◆ What the task asks
Output each entry verbatim and exclude every picture from it.

** Start of Data supplied **

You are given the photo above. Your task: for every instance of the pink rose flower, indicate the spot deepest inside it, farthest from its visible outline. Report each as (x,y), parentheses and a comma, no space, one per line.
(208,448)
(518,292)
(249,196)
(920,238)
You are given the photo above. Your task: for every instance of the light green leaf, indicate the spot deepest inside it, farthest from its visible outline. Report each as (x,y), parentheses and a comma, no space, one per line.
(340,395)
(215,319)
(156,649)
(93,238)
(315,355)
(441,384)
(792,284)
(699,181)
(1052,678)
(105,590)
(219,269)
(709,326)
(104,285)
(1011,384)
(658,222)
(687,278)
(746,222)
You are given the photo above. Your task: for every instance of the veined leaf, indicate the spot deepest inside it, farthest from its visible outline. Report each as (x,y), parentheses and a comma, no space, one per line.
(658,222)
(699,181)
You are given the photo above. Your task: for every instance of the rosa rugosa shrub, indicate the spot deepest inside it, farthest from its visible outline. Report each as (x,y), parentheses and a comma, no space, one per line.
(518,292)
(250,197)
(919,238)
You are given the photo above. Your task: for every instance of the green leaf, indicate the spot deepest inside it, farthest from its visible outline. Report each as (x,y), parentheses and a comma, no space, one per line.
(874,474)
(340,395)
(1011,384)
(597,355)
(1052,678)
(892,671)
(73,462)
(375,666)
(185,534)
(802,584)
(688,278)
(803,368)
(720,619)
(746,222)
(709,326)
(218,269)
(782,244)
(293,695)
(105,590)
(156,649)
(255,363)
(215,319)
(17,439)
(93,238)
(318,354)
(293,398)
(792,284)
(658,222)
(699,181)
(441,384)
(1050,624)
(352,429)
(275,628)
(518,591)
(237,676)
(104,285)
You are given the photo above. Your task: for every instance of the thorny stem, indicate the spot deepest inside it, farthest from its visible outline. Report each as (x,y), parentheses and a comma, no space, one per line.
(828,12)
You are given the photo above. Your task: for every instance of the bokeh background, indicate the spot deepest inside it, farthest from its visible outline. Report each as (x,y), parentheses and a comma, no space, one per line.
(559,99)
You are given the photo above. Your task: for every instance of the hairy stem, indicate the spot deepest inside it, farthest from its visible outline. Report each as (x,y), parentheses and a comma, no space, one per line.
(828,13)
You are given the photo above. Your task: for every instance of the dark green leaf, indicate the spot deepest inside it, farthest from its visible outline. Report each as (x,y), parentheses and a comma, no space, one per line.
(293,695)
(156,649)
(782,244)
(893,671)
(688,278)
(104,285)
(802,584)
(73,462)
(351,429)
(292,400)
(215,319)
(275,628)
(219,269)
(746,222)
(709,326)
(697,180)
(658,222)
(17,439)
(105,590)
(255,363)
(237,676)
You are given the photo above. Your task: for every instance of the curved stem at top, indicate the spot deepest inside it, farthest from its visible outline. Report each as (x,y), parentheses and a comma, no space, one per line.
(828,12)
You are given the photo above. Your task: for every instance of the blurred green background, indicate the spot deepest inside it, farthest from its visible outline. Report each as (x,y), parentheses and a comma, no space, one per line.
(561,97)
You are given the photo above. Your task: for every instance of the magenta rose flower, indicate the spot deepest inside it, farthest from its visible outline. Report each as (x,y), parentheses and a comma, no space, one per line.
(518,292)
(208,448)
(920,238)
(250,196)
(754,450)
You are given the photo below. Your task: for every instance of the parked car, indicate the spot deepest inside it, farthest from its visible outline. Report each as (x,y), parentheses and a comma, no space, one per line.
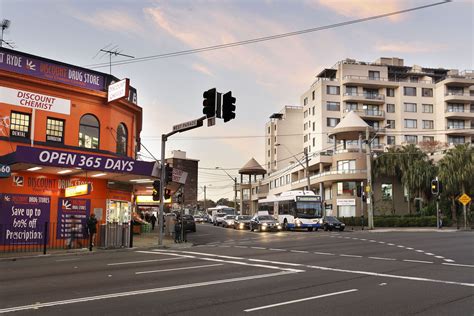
(264,223)
(228,221)
(218,219)
(242,222)
(331,222)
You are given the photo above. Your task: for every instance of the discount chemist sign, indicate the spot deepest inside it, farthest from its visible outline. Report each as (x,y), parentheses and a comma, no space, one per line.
(67,159)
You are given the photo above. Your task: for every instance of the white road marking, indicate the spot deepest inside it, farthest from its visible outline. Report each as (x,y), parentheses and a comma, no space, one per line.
(139,292)
(184,268)
(391,276)
(142,261)
(380,258)
(459,265)
(300,300)
(417,261)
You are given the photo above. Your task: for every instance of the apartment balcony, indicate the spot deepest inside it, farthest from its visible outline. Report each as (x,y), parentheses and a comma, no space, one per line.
(372,82)
(458,97)
(459,114)
(460,130)
(368,98)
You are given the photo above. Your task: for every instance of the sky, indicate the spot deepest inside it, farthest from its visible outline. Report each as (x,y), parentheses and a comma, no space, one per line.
(264,77)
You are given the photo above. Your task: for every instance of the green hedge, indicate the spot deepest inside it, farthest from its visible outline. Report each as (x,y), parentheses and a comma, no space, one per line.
(397,221)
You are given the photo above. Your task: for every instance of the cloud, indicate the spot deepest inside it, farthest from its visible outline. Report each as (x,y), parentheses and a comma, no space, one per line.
(407,47)
(111,20)
(361,8)
(202,69)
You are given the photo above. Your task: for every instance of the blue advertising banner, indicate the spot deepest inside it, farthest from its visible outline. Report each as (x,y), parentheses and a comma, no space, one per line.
(22,218)
(72,215)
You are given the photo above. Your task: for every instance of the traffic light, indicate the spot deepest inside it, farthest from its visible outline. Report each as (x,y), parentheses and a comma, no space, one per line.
(156,190)
(228,107)
(168,173)
(435,187)
(209,103)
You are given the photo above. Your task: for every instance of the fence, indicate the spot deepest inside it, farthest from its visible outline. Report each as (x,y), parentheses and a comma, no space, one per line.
(53,236)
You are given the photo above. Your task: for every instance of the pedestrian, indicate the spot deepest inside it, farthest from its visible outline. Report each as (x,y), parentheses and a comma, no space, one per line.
(153,221)
(91,230)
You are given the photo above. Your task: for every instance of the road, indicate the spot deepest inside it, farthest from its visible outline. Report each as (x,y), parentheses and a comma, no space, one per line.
(240,272)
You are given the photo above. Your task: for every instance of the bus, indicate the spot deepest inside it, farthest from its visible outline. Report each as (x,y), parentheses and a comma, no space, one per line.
(294,209)
(223,209)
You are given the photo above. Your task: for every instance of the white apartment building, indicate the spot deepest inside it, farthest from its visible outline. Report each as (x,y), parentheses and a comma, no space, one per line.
(398,105)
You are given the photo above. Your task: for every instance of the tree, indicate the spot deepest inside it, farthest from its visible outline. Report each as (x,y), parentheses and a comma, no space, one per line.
(456,172)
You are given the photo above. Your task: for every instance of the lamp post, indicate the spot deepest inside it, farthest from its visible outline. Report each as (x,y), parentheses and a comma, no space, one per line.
(235,186)
(368,150)
(305,168)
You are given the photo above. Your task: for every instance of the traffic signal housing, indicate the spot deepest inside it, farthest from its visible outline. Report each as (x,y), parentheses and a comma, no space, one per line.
(156,190)
(228,106)
(209,103)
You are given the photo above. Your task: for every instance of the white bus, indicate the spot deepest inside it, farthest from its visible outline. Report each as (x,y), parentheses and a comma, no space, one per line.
(294,209)
(223,209)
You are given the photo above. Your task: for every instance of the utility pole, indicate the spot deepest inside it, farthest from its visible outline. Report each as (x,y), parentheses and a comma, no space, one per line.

** End of Data supplied **

◆ Full output
You are given the photo above. Your task: for every instance of the pink rose flower, indicate the spot deepest inside it, farthest from its visible outline. Report each as (x,y), parentheses and a comma, no space, one per line.
(208,448)
(518,292)
(249,196)
(920,238)
You are given the photo above. Your task: for every instance of the light green leaf, indicate the spot deepest inside it, farthest from its visible outline. Report each as (x,y), parentheses and a comma, no space, one per line.
(340,395)
(215,319)
(156,649)
(93,238)
(315,355)
(441,384)
(792,284)
(699,181)
(1052,678)
(105,590)
(219,269)
(709,326)
(104,285)
(1011,384)
(658,222)
(687,278)
(746,222)
You are given the photo above. Your task: for every instance of the veined leaf, indicate the spot deepest inside it, farthest from its visible outline. Report each as (x,y), parentheses and a comma, no space, one per line.
(658,222)
(699,181)
You are given the photo above. Your task: for every instance of the rosa rugosa shrub, indicate the spot deepest inside it, farthest from its visible outline. Report each as (x,y), parentheses and a comma, no space, one per line.
(518,292)
(250,197)
(919,238)
You are given the photo above. Your task: for every instance of the green leaf, indicate the spot deepest inside it, farthest from its visible outline. Report each as (x,y), parentheses and a comma, no space, one per line.
(874,474)
(340,395)
(1011,384)
(597,355)
(1052,678)
(892,671)
(73,462)
(375,666)
(185,534)
(802,584)
(688,278)
(803,368)
(720,619)
(746,222)
(709,326)
(218,269)
(782,244)
(293,695)
(105,590)
(156,649)
(255,363)
(215,319)
(17,439)
(93,238)
(318,354)
(293,398)
(792,284)
(658,222)
(699,181)
(441,384)
(1050,624)
(352,429)
(275,628)
(518,591)
(237,676)
(104,285)
You are given the photo above. Your task: for every instance of the thorny stem, indicate the spot deepest inside it, farthest from its visible outline. Report each as (x,y), parentheses and a comma, no space, one per line.
(828,12)
You are given the photo above. Your task: for every instance of the bokeh background, indicate the spot deepest inside it, farthest from its visible outline. Report each as (x,y), parentheses and a comma, no space, one per line.
(559,99)
You are given the photo above. Your task: for every instance of the hairy stem, indicate the spot deepest inside it, farthest from its visible outline. Report each as (x,y), parentheses and a comma, no space, one per line.
(828,13)
You are given the photo above. Your task: for every instance of the dark green leaf, indicate the spot deepest inside it, farthest from its visible outline. Report each as (x,y), parentheses and a comma, no space, one per line.
(293,695)
(156,649)
(782,244)
(893,671)
(688,278)
(104,285)
(802,584)
(73,462)
(351,429)
(292,400)
(215,319)
(275,628)
(219,269)
(746,222)
(709,326)
(697,180)
(658,222)
(17,439)
(105,590)
(255,363)
(237,676)
You are given the photo above. Your task: for every instance of the curved stem at top, indicate the spot deepest inside it, farthest from its visible outline. Report each as (x,y), parentheses and a comma, no space, one per line.
(828,12)
You are given the photo above. Your task: for every instance of the blurred green background, indicate the spot deepest inside it, farthest from its visible outline. Report each as (x,y), parentheses and a comma, no space, one per line.
(561,97)
You are given the photo above. Your task: for every instance of the magenta rose flower, indicate the spot deepest inside it, farthest from its visible outline. Report each as (x,y), parentheses and a comma, no space, one per line.
(518,292)
(208,448)
(920,238)
(250,196)
(754,450)
You are given the photo below. Your task: for every instance of the parked car, indicate the spot deepest inside it, farthest from its visible outline. Report each as (x,y), parentheses and a comma, no space, one per line.
(264,223)
(228,221)
(218,219)
(242,222)
(331,222)
You are given the photo above. Your task: for every instance of the discount chemist sign, indicate the spot deepest inside it, farthest from its visible outline. Report each as (x,y), parentheses and a comma, no space, one per line.
(67,159)
You are given the photo above. Your task: for every instance of the white road marking, indicate the spot deepest inside it, farthest from its visible outline. Report each as (x,y), parentheses and a comma, no space, one per line.
(139,292)
(184,268)
(391,276)
(142,261)
(380,258)
(459,265)
(300,300)
(417,261)
You are given the photo above. Your task: for every instance of the apartment balcony, indicate the spot deepest inside it, farthest from its visible outline. Report each as (x,y), parentheses and a comma, no space, one per line.
(372,82)
(458,97)
(459,114)
(460,130)
(368,98)
You are given the photo above. Your task: for every instance of the sky, indicate the spot deepest inside it, farthest from its visible outline. Report each as (x,y), parentheses and a comma, no space, one per line.
(264,77)
You are given the photo above. Your task: for every instance of the green hedge, indicate the spot deepest inside it, farthest from its visible outline. Report each as (x,y), parentheses and a comma, no space, one per line.
(397,221)
You are given the photo above. Your task: for every instance of the cloud, indicate the spot deepest inside it, farthest from its visible outline. Report each as (x,y), parentheses and a comma, no space, one per line.
(407,47)
(111,20)
(361,8)
(202,69)
You are given the photo above. Your task: for every instance of the blue advertising banner, indicate the spot deepest inside it, farthest from its visible outline. Report each as (x,y), parentheses and a comma, no space, one per line.
(22,218)
(72,215)
You are given the photo above. Your task: for every instance of the traffic light, indicate the spot deepest inside it, farthest from its visible outline. Report each as (x,y), parentheses and a comma, no space, one per line.
(156,190)
(228,107)
(168,173)
(435,187)
(209,103)
You are given the photo above. Your task: for every instance of the fence, indicate the spot deepest inside it, farthest from its visible outline. Report each as (x,y), parentheses and a comma, no space, one per line.
(53,236)
You are given the photo above. Your task: for every instance of the pedestrian, indicate the spot deepest inside it, farthest from its visible outline. Report each as (x,y), parentheses and a comma, no space, one per line.
(153,221)
(91,230)
You are given the photo above. Your task: for every instance of the road, indicate the spot deepest inside it, farthest from its visible outline. Report each as (x,y), parentheses and a comma, no space, one per line.
(240,272)
You are given the photo above. Your task: for every instance of the bus, indicate the spot deepest inside it, farthest from its visible outline. Report each as (x,y), parentheses and a comma, no space, one per line.
(294,209)
(223,209)
You are given the photo above. Your task: for every instance of the white apartment building, indicate the spot deepest inside it, farthest from its visible outline. Report each as (x,y), parentheses and a comma, no space, one per line.
(398,105)
You are given the photo above. Your task: for every instance of the tree, indicate the spot deepest inside it, farthest from its visible outline. Report each as (x,y), parentheses and a comma, no space, one per line.
(456,172)
You are given the photo above. Your task: for every instance of the lamp post, indicate the spot deepest inside it, farthest from its visible outline. Report each as (x,y), parentheses and a comma, no space, one per line.
(235,186)
(368,150)
(305,168)
You are given the photo above. Your task: for every instance of the traffic signal housing, indicate the spot deepest inside it, farthest from its visible outline. Report each as (x,y), parentheses and a comma, no space, one per line.
(156,190)
(228,106)
(209,103)
You are given the photo above. Your task: for every instance of the white bus, indicate the spot deepest inside it, farthest from its visible outline. Report each as (x,y), parentheses and a comma, no space, one per line.
(294,209)
(223,209)
You are given the photo above. Your task: for every instance of the utility pole, indicate the spot deepest inside it, farthest from its visible outline. Report each as (x,y), parentheses and a comma, no space, one per line.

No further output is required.